== SHORT EXERCISE ==
In the lines below, from the line containing "Thank you for the photograph. Please indicate the lower" through the last line, swap "matching the sample shown here" for "as in the sample shown here" and write out only that part, with everything else unchanged.

== DATA TO USE ==
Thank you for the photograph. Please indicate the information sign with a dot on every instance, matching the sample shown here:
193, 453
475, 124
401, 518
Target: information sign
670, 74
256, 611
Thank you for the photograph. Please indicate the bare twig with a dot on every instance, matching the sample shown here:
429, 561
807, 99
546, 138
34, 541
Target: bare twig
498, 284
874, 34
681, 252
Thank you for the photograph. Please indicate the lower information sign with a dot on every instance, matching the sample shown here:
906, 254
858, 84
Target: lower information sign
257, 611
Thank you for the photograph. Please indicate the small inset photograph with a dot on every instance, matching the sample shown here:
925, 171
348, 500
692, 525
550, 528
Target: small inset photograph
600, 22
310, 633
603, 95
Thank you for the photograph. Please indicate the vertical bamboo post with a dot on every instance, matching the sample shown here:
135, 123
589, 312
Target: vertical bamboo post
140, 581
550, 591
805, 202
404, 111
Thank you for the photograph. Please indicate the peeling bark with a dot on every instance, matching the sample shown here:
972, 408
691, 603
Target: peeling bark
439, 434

== EXERCISE ANSWER ==
Thank you for the photograph. Please indicate the lower information sign with a dot on every instance, as in the sample shown here:
906, 254
858, 84
Target: lower information sign
257, 611
Thank you for the photograph. Please indicate the small inset photograph with a dot on every instance, as in the sample shown here:
925, 171
348, 500
692, 525
550, 528
Target: small inset photograph
600, 22
310, 633
603, 95
Thank you for the photograph. Please indicate the vertical bamboo post with a dot on every instance, as in the sample shown here:
135, 123
589, 312
Target: vertical bamboo post
140, 581
550, 591
805, 202
404, 111
Thank you for the photograph. Please indicate the peeling bark with a dot on every instance, as in the sample shown here:
972, 408
691, 603
Target: peeling bark
439, 434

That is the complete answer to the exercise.